Supplied material
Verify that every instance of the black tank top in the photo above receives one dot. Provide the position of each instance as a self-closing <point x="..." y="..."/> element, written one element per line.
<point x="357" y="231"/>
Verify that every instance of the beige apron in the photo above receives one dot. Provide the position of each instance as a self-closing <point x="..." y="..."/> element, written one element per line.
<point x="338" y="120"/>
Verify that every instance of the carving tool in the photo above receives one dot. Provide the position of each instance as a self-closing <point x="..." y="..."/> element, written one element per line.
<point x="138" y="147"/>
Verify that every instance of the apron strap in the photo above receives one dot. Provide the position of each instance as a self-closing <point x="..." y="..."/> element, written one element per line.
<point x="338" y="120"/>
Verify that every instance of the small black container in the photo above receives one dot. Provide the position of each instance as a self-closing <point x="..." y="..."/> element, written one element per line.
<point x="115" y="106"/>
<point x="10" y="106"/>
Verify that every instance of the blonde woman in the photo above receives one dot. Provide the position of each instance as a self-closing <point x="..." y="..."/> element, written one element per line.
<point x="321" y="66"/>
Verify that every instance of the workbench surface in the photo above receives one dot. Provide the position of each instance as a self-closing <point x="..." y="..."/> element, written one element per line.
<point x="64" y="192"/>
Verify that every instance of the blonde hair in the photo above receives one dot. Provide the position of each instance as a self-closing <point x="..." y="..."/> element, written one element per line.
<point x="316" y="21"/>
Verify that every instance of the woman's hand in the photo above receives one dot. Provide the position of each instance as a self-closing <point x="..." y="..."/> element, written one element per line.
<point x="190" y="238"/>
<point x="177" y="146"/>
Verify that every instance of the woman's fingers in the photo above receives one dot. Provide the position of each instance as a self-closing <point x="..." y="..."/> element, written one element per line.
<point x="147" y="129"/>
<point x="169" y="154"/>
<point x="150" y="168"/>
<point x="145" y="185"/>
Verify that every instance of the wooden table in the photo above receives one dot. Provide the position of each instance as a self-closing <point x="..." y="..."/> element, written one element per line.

Problem details
Faithfully reproduce all of the records, character for character.

Output of the task
Verify that every instance of the black tank top in the photo above receives one dot. Provide the position of each instance as a self-closing <point x="..." y="..."/> element, written one element per line.
<point x="357" y="231"/>
Verify that every instance of the beige apron in the photo above receives one dot. Provide the position of each instance as a self-closing <point x="..." y="..."/> element, written one element per line.
<point x="338" y="120"/>
Verify that every instance of the carving tool in the photo above receives one dot. Provide the position of each instance as a self-closing <point x="..." y="..."/> element, written one element per line.
<point x="138" y="147"/>
Verify that every instance of the apron strap in the photo above receives one dot. Provide the position of each instance as a self-closing <point x="..." y="..."/> element, written one element per line.
<point x="338" y="120"/>
Verify that every instance of the small black container in the photo above receives one dot. Provide the position of each instance as a self-closing <point x="..." y="..."/> element, written one element per line.
<point x="115" y="106"/>
<point x="10" y="106"/>
Verify that every instance of the blonde woman in the photo above receives one dot. Provide the position of each instance as a self-closing <point x="..." y="..."/> element, written one element per line.
<point x="321" y="66"/>
Verify that every instance of the workbench surface in the photo above receives one dot. Provide the position of each instance as a self-closing <point x="..." y="..."/> element, written one element per line.
<point x="64" y="192"/>
Verify that every instance of the blonde hair in the photo above receives one dot. Provide the position of each instance as a self-closing <point x="..." y="..."/> element, written one element per line.
<point x="316" y="21"/>
Verify that every instance of the woman's hand in the photo above receives one dot. Provide the position of each instance as a self-closing <point x="..." y="..."/> element, written one element per line.
<point x="190" y="238"/>
<point x="177" y="146"/>
Verify that every instance of the woman's fingers in the photo above receives one dot. Provide the position of each instance as a self-closing <point x="..." y="..."/> element, written one element per line.
<point x="147" y="129"/>
<point x="169" y="154"/>
<point x="150" y="168"/>
<point x="145" y="185"/>
Verify that every instance of the wooden table in the photo above receives one dot. Provide the position of each instance as a self-closing <point x="..." y="..."/> element, written one element per line.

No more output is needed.